* BEGIN Records to process *

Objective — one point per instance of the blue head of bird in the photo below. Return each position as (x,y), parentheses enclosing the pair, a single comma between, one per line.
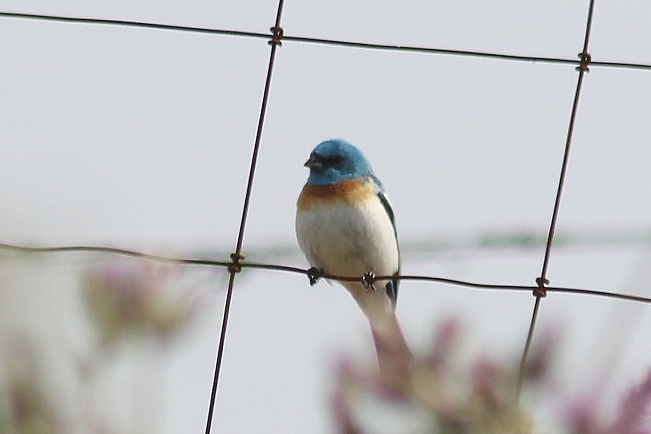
(336,160)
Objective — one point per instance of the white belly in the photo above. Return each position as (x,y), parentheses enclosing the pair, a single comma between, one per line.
(348,241)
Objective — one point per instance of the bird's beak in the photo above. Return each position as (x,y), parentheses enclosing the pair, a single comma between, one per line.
(313,163)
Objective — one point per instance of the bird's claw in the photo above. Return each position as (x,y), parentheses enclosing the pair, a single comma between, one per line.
(369,280)
(314,274)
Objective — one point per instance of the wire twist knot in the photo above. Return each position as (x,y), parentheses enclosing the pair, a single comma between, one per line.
(277,34)
(585,62)
(235,267)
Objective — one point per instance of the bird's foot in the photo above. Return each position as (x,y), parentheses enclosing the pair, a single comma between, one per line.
(369,280)
(314,274)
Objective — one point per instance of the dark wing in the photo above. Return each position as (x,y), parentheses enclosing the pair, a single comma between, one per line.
(392,286)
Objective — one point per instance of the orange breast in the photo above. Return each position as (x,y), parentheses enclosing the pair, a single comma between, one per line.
(350,192)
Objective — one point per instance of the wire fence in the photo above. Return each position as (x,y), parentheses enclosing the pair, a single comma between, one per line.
(237,261)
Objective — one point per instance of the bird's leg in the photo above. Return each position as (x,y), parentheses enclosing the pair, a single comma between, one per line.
(369,280)
(314,274)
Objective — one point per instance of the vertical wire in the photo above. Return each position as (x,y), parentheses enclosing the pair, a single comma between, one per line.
(542,280)
(237,256)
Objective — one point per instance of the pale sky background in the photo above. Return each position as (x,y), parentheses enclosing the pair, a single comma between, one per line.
(142,138)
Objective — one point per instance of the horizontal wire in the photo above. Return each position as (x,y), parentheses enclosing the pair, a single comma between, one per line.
(325,41)
(298,270)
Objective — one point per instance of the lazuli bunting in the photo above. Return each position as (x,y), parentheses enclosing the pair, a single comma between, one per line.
(345,226)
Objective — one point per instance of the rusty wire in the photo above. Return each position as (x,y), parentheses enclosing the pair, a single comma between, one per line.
(236,257)
(236,264)
(541,291)
(306,272)
(325,41)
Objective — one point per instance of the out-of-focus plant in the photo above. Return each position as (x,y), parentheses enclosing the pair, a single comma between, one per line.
(24,408)
(138,299)
(440,392)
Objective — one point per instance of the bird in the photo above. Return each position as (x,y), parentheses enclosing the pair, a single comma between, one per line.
(345,226)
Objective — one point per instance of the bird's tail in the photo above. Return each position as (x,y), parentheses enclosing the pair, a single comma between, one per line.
(393,353)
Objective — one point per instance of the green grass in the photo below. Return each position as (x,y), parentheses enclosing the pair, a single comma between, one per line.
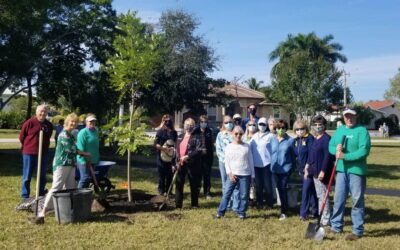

* END Records to process *

What is needed:
Please report how many lines in the rows above contain the word "below" with matching case, and give only the number.

Correct result:
2